- _Exercise brief_
Copy the lines below word for word, without changing anything.

- _Records for the task_
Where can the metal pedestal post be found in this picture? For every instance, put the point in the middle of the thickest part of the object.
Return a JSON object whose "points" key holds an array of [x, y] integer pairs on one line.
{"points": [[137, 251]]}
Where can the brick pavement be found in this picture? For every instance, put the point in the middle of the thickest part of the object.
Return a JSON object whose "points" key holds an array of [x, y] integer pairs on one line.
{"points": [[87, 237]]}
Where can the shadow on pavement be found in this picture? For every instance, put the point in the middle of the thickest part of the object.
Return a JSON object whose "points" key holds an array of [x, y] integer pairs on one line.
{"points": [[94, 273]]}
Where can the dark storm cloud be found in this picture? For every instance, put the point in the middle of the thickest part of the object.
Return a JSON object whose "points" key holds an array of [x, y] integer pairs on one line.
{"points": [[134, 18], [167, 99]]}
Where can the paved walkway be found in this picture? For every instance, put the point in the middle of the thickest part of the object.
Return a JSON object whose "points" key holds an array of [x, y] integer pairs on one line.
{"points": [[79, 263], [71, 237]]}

- _Result_
Where can the metal pedestal post be found in this picture? For every instance, put the point in the middle of the thickest part of the object.
Return a JSON object whose "points" key holds an array of [x, y] integer pairs on one line.
{"points": [[137, 251]]}
Where can the brick pavement be found in this picture? For every instance, put the point in the middle of the thickest part of the object.
Return a JSON object whose "points" key holds an array of [x, y] integer pairs on one line.
{"points": [[87, 237]]}
Where can the shadow on pavement be found in this picture? For every instance, put the point in the middle of the thickest part of the object.
Return a JSON object whose "points" key holds an array of [x, y] integer pairs on one line.
{"points": [[94, 273]]}
Where can the dark storm cloud be found in this picture? For every instance, put the point in the middle of the thickest part of the object.
Return a JSON object whose "points" key holds an array of [x, y] integer pairs on one line.
{"points": [[134, 18], [167, 99]]}
Where can the paved walkway be found in this picture? For every instance, put the point in the middle of the thickest part of the object.
Return a JSON object whose "points" key holds an array of [x, y] integer pairs on one line.
{"points": [[79, 263], [71, 237]]}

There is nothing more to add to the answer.